Owing to its longer barrel, the Heavy Starship Railgun are the largest version of Railweapon mounted on larger Tau spacecraft. Its size means that it can't be twin-linked, but it also means that it has a longer range and hits twice as hard. Only 3 Heavy Starship Railguns could be mounted on the largest of Tau Merchant Battleships as they are the only ones with the power to use these things in numbers.
Like its smaller brethren, it is mounted on a turret which allows it to hit anywhere. Although considered their analogue of a Nova Cannon, the Heavy Starship Railgun does not deal the same level of catastrophic explosion as its Imperial counterparts, rather, trading balls-out firepower with consistent shooting and accuracy.
The backbone of the Necron force are nominally gauss weapons which produce a magnetic field with the strength of several thousand Teslas. And then point it at something they don't like. They do this by producing an incredible voltage across the body and focus of the gun (hence its electric nature. Doesn't explain the green though.) and then driving a current across it using two charge-rich microdimensions (think Rick Sanchez's spaceship's battery), one in the focus and one in the body. The focus limits the volume effected since it's bad form to destroy everything around you including allies, enemies, rocks, atoms, yourself etc. The process is not perfect however, since charge fluctuations in the microdimensions translates to a varying strength of field which expresses itself as a non-uniform level of destruction from one moment to another. One second it can melt a Land Raider, the next it might just have enough for a butterfly. You know, if you found butterflies in the middle of a Necron battleline. The third edition codex described the effect as a "beam" that instantly "pulled" the target towards the gun, one layer of molecules at a time. This gave the effect of flaying the target and the more powerful the gun, the quicker this happened and the more layers of molecules that were flayed with each shot. The beams are capable of stripping away almost anything, even ceramite armor and starship hulls, with ease.
(Most sources don't bother with this fluff and just have Necron Gauss weapons fire distinctly un-Gauss disintegration rays in the form of green lightning)
In the Third Edition Codex, Gauss weapons automatically wounded infantry and automatically caused glancing hits to vehicles on a to-hit roll of 6. This was devastatingly powerful at the time, as it meant that Necrons could chew through vehicles like no tomorrow, but was rather reduced in effectiveness in Fifth Edition, as most vehicles could no longer be destroyed through glancing hits alone, though with the introduction of Hull Points in Sixth Edition, Gauss weapons are once again a lot more dangerous to vehicles (three glancing hits -- which a full squad of 20 Necron Warriors can easily supply -- is enough to wreck most regular vehicles and expose a super-heavy ). That said, Gauss weapons were reduced in effectiveness by the Fifth Edition Codex, which removed the auto-wound property (anti-infantry effectiveness was moved to their new "Tesla" weapons). However with the advent of the 7th edition codex Gauss weapons have regained their auto-wounding on 6's, which wasn't much of a buff since those weapons already did wound on a 6 in most cases, leaving that rule only being useful against Gargantuan Creatures.
The closest thing IRL to Necron Gauss weapons are Plasma Railguns. Which shoot Ionized Gas instead of a solid slug. But don't expect BL writers or Games Workshop to use Google in order to fix their inaccuracys.

* JOB A *
Translate this sentence from the weapons text into Spanish: "The beams are capable of stripping away almost anything, even ceramite armor and starship hulls, with ease."
* JOB B *
According to the weapons text, how many Heavy Starship Railguns could be mounted on the largest Tau Merchant Battleships?
* JOB C *
Please duplicate the stretch from "Like its smaller" through "shooting and accuracy." in the weapons text.

Extracted data entries:
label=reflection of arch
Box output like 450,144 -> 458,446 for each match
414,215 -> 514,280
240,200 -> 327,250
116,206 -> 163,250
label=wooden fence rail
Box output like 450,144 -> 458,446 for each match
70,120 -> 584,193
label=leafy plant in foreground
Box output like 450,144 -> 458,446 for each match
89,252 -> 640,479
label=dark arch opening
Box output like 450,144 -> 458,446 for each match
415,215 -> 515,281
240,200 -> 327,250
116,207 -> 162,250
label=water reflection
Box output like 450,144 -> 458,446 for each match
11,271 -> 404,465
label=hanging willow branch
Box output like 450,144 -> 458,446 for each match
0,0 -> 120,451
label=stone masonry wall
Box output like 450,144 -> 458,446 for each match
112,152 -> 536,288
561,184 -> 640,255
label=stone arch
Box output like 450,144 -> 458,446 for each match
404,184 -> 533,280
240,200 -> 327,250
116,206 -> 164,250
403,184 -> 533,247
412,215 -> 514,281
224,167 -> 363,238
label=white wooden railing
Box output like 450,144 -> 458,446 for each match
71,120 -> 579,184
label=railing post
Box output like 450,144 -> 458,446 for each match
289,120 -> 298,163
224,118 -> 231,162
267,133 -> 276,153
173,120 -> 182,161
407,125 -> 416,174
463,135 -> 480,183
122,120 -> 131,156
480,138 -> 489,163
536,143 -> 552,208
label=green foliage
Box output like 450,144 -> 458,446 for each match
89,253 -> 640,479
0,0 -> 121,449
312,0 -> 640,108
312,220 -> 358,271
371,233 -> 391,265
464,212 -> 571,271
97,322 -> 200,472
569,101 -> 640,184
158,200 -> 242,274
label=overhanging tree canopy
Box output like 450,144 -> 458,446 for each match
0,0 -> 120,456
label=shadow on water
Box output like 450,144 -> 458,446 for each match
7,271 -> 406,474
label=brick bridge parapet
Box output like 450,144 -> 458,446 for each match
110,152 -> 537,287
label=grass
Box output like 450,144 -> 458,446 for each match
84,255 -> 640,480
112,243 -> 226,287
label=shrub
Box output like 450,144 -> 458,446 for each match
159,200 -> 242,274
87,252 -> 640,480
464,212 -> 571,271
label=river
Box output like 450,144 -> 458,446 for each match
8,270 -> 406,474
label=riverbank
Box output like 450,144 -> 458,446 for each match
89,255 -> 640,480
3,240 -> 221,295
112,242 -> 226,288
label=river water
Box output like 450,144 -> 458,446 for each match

* CORRECT RESPONSE A *
Los rayos son capaces de arrancar casi cualquier cosa, incluso el blindaje de ceramita y los cascos de las naves estelares, con facilidad.

* CORRECT RESPONSE B *
Only three.

* CORRECT RESPONSE C *
Like its smaller brethren, it is mounted on a turret which allows it to hit anywhere. Although considered their analogue of a Nova Cannon, the Heavy Starship Railgun does not deal the same level of catastrophic explosion as its Imperial counterparts, rather, trading balls-out firepower with consistent shooting and accuracy.